▶ [EXERCISE TASK]
Write out every record below without changing a single character.
┌────────
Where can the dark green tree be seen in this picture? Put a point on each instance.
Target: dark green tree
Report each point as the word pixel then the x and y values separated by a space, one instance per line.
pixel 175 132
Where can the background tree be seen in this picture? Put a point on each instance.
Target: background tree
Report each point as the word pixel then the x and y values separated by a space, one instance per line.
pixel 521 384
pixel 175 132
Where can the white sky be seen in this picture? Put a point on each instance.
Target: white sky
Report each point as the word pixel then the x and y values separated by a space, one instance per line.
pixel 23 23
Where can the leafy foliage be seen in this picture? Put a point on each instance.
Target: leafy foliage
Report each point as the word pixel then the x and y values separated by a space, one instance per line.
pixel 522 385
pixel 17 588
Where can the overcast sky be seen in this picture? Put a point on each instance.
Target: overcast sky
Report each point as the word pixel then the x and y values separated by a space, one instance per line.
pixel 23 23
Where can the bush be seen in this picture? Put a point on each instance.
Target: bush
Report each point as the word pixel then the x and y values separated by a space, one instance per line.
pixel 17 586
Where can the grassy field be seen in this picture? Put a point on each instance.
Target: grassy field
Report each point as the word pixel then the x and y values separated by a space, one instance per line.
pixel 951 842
└────────
▶ [WRITTEN RESPONSE]
Where can the dark green tree be seen in this picture? Put a point on each instance.
Target: dark green tree
Report each point as the word pixel then the x and y values separated by a space, one instance per line.
pixel 175 132
Where can the background tree be seen in this picture? Put a point on each instance.
Target: background tree
Report each point as the word pixel then the x and y values separated by a space, one instance per line.
pixel 521 384
pixel 175 132
Where can the white sky be seen in this picture? Put a point on each instance.
Target: white sky
Report each point as the word pixel then the x and y values separated by a space, one instance per line.
pixel 23 23
Where can the leafy foliage be seen in this picture? Put a point on each instance.
Target: leafy foliage
Report each point as the word pixel then the x and y values separated by a space, one instance per line.
pixel 522 385
pixel 17 588
Where can the overcast sky be seen in this picture? Put a point on each instance.
Target: overcast sky
Report each point as the word pixel then the x and y values separated by a space, one instance per line.
pixel 23 23
Where can the bush be seen in this picture? Put a point on each instance.
Target: bush
Report each point as the word pixel then the x and y values separated by a space, one instance per line.
pixel 17 586
Where can the grassy field be seen in this picture? Put a point on each instance.
Target: grassy field
Report each point as the word pixel then the x and y values separated by a space, one instance per line.
pixel 951 842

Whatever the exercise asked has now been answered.